- LISTED ENTRIES:

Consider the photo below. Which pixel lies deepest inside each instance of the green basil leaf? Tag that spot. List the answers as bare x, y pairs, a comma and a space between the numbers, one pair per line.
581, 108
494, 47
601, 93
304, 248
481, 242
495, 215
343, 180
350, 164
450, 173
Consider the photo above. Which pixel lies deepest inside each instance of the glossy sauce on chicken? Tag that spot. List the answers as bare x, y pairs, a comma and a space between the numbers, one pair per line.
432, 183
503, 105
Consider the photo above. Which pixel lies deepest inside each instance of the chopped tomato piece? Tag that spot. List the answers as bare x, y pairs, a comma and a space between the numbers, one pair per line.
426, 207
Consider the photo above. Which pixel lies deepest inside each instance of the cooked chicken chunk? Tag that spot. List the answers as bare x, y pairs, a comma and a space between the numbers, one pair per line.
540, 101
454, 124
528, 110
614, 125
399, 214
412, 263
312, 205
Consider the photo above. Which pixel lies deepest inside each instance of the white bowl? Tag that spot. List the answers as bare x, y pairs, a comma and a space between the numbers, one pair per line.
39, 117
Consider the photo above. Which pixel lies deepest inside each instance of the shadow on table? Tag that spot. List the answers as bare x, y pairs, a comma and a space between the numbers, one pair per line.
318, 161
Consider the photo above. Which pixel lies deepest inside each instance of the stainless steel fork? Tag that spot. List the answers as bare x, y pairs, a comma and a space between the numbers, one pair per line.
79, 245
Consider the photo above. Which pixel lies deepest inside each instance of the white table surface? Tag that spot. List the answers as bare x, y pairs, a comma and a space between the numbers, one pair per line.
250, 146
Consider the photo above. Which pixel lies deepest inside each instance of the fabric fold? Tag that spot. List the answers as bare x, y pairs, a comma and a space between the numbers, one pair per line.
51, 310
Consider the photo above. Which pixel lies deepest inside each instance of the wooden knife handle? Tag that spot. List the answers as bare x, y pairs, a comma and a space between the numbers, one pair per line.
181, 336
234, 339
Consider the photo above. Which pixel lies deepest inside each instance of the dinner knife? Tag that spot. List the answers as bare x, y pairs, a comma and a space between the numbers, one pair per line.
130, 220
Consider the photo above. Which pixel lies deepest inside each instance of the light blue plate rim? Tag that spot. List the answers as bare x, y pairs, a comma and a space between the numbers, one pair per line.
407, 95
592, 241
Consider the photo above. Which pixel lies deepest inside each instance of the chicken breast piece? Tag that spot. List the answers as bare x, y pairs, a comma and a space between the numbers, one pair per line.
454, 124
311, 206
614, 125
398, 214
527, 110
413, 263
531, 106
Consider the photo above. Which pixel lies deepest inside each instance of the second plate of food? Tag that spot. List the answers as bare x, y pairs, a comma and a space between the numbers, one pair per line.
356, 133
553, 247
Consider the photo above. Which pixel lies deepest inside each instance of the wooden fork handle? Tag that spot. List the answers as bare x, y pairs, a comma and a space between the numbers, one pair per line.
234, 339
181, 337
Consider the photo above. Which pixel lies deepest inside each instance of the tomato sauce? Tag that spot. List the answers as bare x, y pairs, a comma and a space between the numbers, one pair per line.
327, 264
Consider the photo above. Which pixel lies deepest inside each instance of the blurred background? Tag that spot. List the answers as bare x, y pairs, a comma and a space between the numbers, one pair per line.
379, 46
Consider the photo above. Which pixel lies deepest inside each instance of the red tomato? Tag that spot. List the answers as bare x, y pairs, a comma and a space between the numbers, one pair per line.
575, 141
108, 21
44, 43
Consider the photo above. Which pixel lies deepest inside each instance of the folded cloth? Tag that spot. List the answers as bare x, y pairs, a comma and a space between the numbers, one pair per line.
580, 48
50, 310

- EXERCISE GOAL: The last part of the records is the answer, beginning at the line that holds "of the blurred" and including the final line, repeated exactly.

- SOLUTION FOR THIS TASK:
Consider the photo above. Which pixel lies deepest inside each instance of the blurred background? Tag that spot. List the answers as bare x, y pairs, a comma and a space between the numbers, one pair per line.
379, 46
Consider the photo above. Which pixel lies deepest inside each instance of the red tomato? Tag that spot. List the answers as bare x, y pairs, a comma and a space between the numbers, one pair per line.
575, 141
108, 21
44, 43
Consider the photo above. Which pixel lies deepest inside each instance of the folded cloth? Tag that spot. List the answers as bare x, y pairs, a comma and a space between the numbers, one pair per line.
580, 48
50, 310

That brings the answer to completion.